## Data
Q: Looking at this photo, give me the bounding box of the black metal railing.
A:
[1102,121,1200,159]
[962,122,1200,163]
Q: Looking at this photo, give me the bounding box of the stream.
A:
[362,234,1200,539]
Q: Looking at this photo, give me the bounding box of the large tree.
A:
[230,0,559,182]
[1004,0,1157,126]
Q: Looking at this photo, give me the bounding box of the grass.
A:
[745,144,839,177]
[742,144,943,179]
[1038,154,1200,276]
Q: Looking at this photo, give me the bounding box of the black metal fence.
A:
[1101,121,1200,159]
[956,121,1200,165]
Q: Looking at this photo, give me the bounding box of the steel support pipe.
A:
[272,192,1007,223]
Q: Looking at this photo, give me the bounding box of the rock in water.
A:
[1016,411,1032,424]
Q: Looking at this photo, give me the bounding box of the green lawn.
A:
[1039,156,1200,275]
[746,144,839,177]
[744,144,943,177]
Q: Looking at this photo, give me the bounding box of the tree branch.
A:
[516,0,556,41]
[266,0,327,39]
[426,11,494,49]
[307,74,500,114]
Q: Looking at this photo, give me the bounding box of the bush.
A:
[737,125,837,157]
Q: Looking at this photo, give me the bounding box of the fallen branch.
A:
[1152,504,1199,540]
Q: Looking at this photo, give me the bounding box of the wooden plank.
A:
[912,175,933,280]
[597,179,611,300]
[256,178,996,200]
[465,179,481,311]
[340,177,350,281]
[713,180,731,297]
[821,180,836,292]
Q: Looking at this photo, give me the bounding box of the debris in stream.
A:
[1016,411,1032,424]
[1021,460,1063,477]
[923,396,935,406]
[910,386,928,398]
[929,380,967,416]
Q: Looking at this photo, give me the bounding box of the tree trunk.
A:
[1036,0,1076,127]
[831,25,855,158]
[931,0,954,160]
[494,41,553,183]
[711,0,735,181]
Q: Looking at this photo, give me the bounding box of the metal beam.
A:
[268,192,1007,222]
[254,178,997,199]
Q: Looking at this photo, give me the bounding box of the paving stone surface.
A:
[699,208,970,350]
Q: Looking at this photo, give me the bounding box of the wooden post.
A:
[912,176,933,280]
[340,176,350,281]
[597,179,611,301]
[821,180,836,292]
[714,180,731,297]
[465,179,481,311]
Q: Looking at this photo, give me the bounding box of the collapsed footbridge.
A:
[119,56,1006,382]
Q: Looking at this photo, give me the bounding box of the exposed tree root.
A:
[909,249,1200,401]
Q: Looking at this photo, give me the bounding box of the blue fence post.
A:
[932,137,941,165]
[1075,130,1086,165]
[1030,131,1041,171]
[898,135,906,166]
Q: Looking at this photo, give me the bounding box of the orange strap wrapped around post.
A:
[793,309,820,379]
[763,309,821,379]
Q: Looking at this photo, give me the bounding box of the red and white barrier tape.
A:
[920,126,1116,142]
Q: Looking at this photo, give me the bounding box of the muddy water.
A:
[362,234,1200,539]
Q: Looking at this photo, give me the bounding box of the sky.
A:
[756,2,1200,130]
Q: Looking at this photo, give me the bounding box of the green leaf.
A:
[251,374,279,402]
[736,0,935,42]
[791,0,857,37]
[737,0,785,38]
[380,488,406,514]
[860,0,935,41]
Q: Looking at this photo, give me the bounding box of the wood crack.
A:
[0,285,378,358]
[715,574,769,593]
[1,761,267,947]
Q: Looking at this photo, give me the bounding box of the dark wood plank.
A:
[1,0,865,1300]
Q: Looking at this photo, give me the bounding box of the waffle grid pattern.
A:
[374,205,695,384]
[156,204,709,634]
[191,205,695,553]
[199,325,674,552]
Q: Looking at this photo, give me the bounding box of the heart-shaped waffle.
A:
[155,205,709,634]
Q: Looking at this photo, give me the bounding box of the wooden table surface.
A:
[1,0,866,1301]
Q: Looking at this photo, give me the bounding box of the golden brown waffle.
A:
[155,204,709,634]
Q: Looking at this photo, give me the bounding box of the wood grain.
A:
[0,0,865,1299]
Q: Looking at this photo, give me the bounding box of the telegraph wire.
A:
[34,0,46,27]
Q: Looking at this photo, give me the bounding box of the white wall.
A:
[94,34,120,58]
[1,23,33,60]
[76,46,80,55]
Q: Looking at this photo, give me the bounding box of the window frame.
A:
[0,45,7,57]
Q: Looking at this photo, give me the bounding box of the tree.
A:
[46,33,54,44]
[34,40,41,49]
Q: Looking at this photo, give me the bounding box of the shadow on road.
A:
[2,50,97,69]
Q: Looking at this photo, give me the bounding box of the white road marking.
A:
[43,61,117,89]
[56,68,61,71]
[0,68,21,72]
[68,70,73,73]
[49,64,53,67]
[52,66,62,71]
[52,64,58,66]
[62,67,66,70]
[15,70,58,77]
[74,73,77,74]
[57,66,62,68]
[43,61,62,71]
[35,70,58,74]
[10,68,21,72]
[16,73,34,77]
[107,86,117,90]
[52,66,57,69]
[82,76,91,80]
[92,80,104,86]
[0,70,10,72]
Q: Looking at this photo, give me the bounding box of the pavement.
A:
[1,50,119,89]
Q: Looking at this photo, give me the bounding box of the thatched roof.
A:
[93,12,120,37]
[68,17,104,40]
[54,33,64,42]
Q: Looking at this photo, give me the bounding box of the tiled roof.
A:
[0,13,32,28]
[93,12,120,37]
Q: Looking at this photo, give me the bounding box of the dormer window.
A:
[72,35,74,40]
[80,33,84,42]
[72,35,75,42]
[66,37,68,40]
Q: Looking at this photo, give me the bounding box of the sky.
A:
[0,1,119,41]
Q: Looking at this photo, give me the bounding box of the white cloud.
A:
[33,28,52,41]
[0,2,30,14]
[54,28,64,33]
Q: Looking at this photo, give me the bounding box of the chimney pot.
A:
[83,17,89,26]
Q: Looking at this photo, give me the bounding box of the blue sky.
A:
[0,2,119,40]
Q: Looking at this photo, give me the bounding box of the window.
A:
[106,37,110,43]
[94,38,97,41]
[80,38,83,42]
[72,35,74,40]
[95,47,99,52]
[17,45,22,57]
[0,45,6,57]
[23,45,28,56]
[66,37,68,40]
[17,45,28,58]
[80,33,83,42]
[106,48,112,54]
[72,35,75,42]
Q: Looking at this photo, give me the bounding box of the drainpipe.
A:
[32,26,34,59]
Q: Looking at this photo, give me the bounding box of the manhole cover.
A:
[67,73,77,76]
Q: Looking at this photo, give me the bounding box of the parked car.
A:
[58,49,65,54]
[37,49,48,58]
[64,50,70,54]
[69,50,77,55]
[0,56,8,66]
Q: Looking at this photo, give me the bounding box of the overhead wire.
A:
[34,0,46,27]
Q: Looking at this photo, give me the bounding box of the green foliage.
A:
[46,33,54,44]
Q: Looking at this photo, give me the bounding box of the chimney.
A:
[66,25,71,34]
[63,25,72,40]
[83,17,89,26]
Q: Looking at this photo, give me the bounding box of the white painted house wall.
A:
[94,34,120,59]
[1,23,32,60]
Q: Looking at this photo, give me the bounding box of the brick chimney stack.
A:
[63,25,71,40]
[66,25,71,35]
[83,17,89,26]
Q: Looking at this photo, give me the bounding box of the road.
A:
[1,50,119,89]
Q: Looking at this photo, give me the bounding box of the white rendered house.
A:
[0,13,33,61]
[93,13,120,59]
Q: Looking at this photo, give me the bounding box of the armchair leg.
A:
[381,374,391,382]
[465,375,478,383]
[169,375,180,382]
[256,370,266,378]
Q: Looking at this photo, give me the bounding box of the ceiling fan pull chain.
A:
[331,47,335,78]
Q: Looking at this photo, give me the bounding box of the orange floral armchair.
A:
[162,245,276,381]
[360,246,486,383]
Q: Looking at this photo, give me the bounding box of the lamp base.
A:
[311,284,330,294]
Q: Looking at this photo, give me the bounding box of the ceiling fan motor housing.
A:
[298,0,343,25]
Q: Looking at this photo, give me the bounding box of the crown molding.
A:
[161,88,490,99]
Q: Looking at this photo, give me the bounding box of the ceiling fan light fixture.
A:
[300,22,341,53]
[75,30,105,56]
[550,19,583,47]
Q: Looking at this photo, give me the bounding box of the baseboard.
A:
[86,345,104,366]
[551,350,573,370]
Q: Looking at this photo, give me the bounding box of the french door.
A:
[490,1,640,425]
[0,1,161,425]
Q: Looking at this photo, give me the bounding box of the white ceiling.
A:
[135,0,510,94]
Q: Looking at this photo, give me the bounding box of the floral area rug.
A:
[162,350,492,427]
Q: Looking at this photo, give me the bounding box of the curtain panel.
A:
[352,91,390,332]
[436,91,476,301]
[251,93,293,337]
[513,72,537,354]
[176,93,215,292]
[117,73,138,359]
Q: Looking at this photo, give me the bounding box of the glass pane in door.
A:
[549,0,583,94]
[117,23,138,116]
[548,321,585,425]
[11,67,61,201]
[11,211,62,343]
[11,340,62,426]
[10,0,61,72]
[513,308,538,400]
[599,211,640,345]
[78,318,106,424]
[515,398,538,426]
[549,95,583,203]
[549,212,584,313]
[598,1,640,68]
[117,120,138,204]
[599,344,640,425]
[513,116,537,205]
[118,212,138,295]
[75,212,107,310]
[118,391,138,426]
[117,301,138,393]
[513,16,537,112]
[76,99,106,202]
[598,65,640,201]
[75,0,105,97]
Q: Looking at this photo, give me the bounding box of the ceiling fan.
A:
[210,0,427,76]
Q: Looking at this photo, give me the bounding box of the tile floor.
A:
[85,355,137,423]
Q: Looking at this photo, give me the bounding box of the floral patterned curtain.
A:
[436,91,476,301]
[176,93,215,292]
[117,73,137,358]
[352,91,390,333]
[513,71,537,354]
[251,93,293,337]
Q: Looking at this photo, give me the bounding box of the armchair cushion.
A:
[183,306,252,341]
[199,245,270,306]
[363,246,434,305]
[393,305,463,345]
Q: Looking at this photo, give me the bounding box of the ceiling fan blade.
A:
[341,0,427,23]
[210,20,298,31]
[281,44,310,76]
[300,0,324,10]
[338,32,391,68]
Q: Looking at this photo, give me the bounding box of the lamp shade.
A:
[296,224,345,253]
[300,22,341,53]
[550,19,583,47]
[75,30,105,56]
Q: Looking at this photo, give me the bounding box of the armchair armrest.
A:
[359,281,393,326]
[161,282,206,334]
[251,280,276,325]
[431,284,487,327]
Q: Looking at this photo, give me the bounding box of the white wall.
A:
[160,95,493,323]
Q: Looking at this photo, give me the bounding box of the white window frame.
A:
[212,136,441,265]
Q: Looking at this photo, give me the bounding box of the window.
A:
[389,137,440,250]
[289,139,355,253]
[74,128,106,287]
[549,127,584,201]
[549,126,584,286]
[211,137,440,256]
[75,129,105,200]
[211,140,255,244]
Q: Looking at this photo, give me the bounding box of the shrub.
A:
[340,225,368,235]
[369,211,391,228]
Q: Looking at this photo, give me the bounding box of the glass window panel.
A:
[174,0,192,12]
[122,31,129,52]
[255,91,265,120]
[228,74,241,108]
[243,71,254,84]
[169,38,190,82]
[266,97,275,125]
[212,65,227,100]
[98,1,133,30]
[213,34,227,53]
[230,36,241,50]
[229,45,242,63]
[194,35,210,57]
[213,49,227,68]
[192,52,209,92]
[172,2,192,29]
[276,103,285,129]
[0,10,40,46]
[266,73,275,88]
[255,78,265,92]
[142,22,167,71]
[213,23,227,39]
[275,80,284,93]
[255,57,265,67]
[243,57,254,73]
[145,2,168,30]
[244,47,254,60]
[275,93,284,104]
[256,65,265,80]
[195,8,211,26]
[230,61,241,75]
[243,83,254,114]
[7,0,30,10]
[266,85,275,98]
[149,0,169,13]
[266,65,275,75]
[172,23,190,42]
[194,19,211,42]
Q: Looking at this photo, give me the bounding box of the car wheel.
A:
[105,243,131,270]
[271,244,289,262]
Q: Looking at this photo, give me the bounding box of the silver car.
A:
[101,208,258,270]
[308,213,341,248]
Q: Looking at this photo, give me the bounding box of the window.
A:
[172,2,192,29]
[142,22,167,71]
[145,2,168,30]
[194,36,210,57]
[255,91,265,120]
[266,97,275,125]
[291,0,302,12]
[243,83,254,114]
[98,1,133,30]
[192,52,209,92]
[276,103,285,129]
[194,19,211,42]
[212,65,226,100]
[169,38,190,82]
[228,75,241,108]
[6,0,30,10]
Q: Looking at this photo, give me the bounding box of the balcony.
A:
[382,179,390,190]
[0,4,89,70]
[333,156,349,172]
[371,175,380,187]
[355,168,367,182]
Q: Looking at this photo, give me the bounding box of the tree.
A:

## Prompt
Tally the lines in this material that hold the word "road", then reply with only the number.

## Answer section
3